TEXT EXTRACT:
□ □ □ □ □ □ □

The converter control device (17) controls on/off of the switching elements (Sr1, Sr2, Ss1, Ss2, St1, St2) of the converter unit (11) and on/off of the main circuit relays (16a). Specifically, as shown in FIG. 4, the converter control device (17) includes a control unit (17a), a switching element driving circuit (17b), a relay driving circuit (17c), a power supply circuit (17d), and a control unit power supply (17e).

The control unit (17a) includes a microcomputer, a memory, and other suitable components. The control unit (17a) generates a switching element control signal (Ssw) for controlling on/off of each switching element (Sr1, Sr2, Ss1, Ss2, St1, St2). The control unit (17a) generates a relay control signal (Scr) for designating (controlling) the on/off of the two main circuit relays (16a). The control unit (17a) generates the relay control signal (Scr), when a control voltage (Vcon) (see FIG. 7) output by the control unit power supply (17e), which will be described later, is equal to or higher than a predetermined control threshold (THm) (see FIG. 7), and stops generating the relay control signal (Scr) when the control voltage (Vcon) is lower than the control threshold (THm).

If the turn-off requirement is met that the value detected by the detector (18), that is, the voltage of the smoothing capacitor (12) is lower than or equal to the predetermined capacitor voltage threshold, the control unit (17a) sets the switching element control signal (Ssw) to a predetermined value to turn off all the switching elements (Sr1, Sr2, Ss1, Ss2, St1, St2). The control unit (17a) then sets the relay control signal (Scr) to a predetermined value to turn off the two main circuit relays (16a).

Once a predetermined requirement for switching the two main circuit relays (16a) from off to on is met, the control unit (17a) sets the relay control signal (Scr) to a predetermined value with the switching elements (Sr1, Sr2, Ss1, Ss2, St1, St2) turned off, referring to the gate potentials of the switching elements (Sr1, Sr2, Ss1, Ss2, St1, St2), thereby turning on the two main circuit relays (16a). Here, the predetermined requirement for switching the two main circuit relays (16a) from off to on is, for example, that the voltage of the smoothing capacitor (12) has returned to a value higher than or equal to the predetermined capacitor voltage threshold. The control unit (17a) executes the operation shown in the flowchart of FIG. 5, once the predetermined requirement for switching the two main circuit relays (16a) from off to on is met. Now, the operation in the flowchart of FIG. 5 will be described below.

□ □ □ □ □ □ □

DATASET CONTENT:
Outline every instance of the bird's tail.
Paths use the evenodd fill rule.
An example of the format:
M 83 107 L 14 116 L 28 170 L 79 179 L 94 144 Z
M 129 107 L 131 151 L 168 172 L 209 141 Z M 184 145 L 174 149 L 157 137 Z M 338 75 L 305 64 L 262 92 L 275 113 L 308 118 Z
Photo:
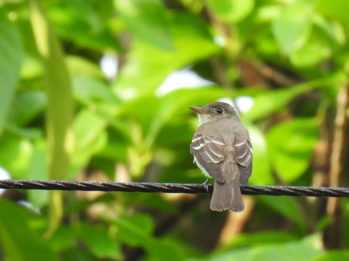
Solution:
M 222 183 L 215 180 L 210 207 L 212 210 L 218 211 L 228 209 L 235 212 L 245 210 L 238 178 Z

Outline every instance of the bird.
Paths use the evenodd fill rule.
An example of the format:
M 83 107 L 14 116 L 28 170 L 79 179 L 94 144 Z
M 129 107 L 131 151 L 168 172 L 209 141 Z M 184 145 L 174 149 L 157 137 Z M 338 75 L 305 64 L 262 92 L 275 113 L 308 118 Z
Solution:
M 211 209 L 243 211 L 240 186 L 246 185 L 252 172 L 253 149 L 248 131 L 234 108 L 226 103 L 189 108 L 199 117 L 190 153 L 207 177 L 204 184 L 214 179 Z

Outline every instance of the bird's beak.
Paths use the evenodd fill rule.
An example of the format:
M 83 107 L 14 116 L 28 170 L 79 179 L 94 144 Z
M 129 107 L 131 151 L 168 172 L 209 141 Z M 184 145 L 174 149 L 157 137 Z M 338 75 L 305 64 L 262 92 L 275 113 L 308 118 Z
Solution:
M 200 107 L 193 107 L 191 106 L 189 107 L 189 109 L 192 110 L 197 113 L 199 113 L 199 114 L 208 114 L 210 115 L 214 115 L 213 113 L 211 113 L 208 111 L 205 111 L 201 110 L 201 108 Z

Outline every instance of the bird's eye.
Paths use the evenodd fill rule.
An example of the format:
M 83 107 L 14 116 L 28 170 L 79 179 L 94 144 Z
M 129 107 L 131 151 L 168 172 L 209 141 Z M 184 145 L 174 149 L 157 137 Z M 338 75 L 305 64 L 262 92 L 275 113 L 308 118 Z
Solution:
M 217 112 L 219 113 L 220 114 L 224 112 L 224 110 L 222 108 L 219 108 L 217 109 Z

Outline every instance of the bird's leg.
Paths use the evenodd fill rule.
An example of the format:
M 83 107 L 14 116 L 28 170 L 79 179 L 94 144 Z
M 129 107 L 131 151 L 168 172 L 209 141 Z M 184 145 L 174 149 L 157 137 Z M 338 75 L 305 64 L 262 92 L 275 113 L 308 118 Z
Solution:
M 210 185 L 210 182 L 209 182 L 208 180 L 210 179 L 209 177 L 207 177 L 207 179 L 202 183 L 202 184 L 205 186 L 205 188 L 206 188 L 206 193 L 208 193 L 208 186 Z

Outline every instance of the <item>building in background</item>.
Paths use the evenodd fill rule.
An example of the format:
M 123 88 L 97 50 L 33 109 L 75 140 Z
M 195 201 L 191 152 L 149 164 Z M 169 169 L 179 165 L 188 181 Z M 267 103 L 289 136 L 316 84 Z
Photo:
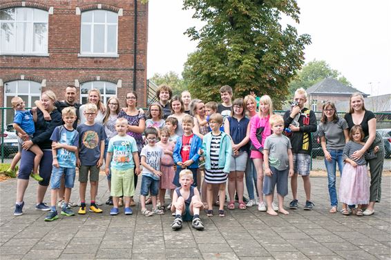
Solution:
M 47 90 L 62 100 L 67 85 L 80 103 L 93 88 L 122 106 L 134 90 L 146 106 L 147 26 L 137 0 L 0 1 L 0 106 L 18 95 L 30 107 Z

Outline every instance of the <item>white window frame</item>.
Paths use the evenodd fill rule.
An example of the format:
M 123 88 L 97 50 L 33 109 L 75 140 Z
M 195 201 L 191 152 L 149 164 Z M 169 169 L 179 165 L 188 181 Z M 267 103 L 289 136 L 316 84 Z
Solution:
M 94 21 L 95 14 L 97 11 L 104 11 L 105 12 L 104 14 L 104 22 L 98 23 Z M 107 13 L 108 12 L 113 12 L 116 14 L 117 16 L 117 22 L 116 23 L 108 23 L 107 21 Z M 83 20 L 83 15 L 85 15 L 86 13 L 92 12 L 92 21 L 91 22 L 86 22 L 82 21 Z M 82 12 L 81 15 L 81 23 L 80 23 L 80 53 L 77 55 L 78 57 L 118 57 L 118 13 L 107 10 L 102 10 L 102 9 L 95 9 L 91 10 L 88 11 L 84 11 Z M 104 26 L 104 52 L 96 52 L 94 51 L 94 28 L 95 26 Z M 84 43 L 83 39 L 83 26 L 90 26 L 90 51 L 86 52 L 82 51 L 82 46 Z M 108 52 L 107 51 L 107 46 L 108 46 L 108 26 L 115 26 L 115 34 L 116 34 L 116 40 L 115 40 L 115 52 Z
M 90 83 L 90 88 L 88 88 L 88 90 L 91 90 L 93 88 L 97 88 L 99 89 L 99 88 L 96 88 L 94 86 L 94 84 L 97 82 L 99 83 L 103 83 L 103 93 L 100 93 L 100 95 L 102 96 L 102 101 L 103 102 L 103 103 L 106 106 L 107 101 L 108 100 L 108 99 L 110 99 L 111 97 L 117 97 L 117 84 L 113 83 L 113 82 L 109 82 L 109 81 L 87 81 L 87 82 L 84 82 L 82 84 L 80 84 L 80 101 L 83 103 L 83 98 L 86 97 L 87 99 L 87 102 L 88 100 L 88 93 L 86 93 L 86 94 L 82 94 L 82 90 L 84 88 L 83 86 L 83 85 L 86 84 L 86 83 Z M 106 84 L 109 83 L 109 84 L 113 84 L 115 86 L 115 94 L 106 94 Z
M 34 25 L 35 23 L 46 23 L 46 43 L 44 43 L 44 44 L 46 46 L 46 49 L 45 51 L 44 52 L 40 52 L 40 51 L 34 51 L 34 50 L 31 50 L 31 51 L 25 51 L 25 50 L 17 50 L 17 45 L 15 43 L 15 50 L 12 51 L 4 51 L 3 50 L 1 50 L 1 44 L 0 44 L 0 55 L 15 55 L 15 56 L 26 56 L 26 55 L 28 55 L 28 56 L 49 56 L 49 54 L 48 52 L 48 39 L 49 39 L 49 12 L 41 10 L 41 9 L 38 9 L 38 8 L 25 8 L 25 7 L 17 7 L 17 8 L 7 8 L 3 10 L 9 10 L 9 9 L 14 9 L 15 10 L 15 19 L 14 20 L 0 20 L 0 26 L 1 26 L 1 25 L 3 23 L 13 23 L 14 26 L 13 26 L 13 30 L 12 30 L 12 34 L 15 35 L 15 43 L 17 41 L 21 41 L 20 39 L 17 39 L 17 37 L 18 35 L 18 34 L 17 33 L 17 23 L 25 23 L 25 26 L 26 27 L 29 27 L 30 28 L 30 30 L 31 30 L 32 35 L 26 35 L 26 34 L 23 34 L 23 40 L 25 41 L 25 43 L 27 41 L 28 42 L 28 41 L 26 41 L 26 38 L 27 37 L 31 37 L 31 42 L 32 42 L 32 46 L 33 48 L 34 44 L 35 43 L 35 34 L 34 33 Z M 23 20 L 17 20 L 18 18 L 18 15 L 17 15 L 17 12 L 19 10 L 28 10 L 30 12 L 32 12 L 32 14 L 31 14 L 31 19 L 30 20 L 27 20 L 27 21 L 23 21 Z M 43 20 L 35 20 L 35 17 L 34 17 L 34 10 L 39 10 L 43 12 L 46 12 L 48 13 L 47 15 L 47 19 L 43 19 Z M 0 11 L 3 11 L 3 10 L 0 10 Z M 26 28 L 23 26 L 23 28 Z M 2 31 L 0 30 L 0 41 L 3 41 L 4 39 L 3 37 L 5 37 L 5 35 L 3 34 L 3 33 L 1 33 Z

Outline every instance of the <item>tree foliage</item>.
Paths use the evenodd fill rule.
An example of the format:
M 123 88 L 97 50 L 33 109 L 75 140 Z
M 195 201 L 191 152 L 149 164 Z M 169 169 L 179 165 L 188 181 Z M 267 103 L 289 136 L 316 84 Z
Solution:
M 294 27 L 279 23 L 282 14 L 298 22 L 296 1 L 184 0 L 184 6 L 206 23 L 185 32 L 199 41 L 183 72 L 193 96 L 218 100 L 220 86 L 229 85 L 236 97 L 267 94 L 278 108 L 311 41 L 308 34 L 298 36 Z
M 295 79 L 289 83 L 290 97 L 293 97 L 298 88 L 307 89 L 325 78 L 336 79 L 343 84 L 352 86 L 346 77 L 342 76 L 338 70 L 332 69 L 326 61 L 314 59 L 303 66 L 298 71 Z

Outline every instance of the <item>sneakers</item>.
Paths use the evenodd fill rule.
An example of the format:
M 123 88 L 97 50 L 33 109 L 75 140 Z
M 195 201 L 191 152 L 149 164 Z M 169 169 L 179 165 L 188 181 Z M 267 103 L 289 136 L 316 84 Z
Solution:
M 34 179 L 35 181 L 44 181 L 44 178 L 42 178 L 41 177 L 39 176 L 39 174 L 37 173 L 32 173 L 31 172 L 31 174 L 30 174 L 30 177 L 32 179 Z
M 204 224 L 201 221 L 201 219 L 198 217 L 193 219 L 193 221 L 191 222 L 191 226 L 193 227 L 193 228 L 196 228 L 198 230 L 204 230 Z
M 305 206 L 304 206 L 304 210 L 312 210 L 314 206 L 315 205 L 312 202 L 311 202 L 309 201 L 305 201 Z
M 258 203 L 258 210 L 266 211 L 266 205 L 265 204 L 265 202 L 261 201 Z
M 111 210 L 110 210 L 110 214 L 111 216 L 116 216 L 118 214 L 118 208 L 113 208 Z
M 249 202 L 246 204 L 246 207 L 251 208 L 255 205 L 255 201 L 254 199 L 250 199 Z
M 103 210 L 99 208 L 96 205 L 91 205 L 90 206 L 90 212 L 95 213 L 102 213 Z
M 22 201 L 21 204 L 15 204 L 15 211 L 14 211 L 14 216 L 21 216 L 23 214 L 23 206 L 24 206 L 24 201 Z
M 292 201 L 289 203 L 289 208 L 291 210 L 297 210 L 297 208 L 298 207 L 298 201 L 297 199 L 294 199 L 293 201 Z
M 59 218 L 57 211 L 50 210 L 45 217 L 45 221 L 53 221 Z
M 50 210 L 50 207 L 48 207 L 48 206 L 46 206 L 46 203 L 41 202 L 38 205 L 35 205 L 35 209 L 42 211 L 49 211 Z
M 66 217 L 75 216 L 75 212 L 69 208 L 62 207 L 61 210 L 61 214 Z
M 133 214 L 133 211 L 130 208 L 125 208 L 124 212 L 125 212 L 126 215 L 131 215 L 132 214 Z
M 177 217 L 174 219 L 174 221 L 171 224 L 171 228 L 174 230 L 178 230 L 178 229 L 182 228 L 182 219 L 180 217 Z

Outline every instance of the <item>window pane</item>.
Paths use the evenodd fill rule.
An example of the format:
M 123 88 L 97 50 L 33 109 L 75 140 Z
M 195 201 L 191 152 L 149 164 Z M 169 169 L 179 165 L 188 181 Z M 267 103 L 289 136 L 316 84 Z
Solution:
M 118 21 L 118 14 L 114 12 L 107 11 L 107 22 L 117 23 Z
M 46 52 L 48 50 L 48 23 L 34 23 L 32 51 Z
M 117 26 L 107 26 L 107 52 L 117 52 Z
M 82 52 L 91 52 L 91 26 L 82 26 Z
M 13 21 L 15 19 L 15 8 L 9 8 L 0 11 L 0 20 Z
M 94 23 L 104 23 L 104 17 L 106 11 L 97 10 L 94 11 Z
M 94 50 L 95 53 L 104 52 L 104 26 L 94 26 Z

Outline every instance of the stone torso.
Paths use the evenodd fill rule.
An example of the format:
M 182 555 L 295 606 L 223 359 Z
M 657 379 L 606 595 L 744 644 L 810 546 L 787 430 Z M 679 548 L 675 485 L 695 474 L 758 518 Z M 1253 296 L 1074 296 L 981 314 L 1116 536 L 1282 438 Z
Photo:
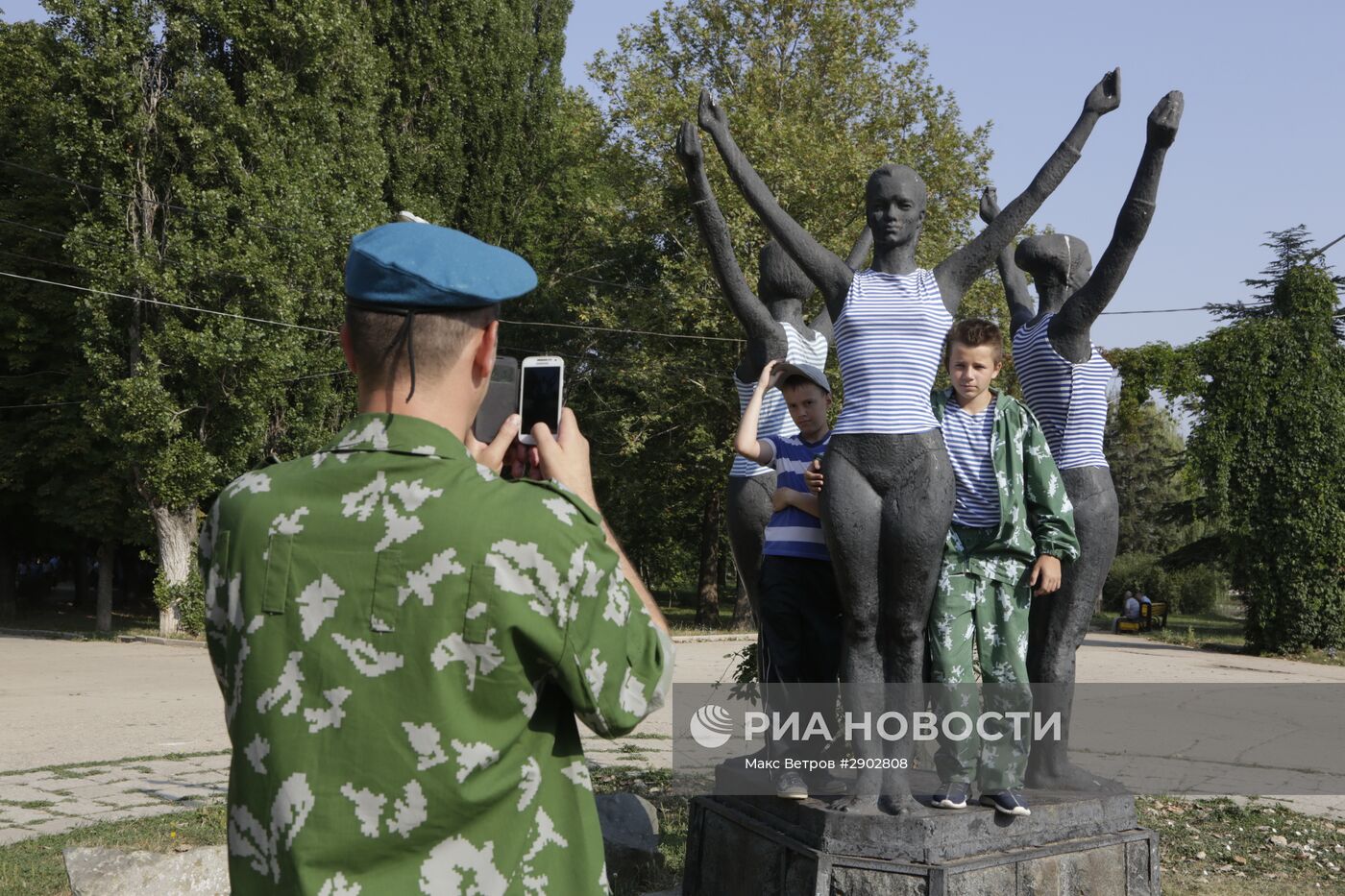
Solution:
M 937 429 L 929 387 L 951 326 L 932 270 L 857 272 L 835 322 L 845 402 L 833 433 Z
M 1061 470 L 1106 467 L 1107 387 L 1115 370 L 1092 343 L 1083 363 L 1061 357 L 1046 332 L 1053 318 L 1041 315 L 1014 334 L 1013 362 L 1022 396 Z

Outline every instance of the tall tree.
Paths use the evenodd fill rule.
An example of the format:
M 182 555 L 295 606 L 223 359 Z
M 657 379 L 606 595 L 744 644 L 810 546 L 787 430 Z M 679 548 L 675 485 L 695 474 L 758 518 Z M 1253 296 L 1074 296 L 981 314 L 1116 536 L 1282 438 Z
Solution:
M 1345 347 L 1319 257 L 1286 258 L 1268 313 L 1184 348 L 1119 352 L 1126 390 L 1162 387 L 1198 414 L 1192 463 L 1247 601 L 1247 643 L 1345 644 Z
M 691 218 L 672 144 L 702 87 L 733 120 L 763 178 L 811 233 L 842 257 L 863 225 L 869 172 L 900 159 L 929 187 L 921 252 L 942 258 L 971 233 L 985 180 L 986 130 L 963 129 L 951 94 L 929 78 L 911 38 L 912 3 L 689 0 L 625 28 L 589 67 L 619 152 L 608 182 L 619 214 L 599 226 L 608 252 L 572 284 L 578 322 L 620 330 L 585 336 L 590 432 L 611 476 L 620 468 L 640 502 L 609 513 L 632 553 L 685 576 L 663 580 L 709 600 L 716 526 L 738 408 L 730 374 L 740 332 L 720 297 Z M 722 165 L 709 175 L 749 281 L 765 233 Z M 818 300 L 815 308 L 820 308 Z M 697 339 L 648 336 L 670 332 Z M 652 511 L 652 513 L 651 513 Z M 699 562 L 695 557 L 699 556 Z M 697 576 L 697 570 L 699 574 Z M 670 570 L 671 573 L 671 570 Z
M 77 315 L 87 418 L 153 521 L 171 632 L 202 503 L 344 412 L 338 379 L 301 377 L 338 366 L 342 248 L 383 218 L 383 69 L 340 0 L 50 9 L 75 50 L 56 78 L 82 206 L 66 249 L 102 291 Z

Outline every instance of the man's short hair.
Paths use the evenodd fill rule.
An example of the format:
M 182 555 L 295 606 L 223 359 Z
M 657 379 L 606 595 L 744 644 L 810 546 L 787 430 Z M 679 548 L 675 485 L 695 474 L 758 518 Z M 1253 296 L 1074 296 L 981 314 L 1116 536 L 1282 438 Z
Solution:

□ □ □ □ □ □ □

WHAT IS EXPECTED: Retype the passage on the converter control device, starting at the words "The control unit (17a) includes" and stopping after "control threshold (THm).".

SOLUTION TO THE EXERCISE:
The control unit (17a) includes a microcomputer, a memory, and other suitable components. The control unit (17a) generates a switching element control signal (Ssw) for controlling on/off of each switching element (Sr1, Sr2, Ss1, Ss2, St1, St2). The control unit (17a) generates a relay control signal (Scr) for designating (controlling) the on/off of the two main circuit relays (16a). The control unit (17a) generates the relay control signal (Scr), when a control voltage (Vcon) (see FIG. 7) output by the control unit power supply (17e), which will be described later, is equal to or higher than a predetermined control threshold (THm) (see FIG. 7), and stops generating the relay control signal (Scr) when the control voltage (Vcon) is lower than the control threshold (THm).